▶ Problem requirements
Copy every line in the listing below that contains the string "suit". Case counts.

▶ Supplied records
****************

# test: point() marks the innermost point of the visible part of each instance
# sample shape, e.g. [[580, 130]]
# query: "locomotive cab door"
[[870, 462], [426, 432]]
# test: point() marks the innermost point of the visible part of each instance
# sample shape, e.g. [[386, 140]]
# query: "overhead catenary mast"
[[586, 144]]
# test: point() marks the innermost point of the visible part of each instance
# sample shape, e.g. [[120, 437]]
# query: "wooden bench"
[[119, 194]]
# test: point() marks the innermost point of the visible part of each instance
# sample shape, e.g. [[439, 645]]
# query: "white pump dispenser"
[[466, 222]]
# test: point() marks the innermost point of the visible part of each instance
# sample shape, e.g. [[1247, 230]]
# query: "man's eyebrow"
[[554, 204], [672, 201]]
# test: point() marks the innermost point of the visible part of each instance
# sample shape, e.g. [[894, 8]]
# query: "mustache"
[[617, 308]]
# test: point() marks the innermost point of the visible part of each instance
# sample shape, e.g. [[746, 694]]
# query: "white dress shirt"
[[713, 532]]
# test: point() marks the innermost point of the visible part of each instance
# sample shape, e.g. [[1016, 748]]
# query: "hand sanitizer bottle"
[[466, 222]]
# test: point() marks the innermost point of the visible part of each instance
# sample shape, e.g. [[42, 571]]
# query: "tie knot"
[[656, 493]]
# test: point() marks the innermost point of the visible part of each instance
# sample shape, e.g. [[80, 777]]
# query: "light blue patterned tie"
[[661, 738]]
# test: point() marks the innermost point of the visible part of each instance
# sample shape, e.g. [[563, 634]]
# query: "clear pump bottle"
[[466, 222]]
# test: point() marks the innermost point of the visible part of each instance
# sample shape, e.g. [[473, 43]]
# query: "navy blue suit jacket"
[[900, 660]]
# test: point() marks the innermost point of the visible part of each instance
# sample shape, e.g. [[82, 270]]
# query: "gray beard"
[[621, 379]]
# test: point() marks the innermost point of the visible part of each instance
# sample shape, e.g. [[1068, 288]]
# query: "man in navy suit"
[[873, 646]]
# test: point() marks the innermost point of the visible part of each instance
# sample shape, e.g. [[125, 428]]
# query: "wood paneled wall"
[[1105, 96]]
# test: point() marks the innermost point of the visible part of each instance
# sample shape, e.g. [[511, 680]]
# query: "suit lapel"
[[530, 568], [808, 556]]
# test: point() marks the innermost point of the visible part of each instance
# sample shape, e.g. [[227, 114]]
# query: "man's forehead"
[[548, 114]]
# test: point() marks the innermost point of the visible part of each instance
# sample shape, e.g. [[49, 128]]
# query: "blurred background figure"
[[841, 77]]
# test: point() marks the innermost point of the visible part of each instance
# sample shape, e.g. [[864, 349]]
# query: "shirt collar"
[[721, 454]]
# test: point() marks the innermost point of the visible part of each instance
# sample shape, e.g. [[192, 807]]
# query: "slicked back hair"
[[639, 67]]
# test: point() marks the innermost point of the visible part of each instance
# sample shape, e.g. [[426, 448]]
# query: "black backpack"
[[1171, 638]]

****************

▶ Output for this task
# query: "navy blue suit jacket"
# query: "man in navy suit"
# query: "suit lapel"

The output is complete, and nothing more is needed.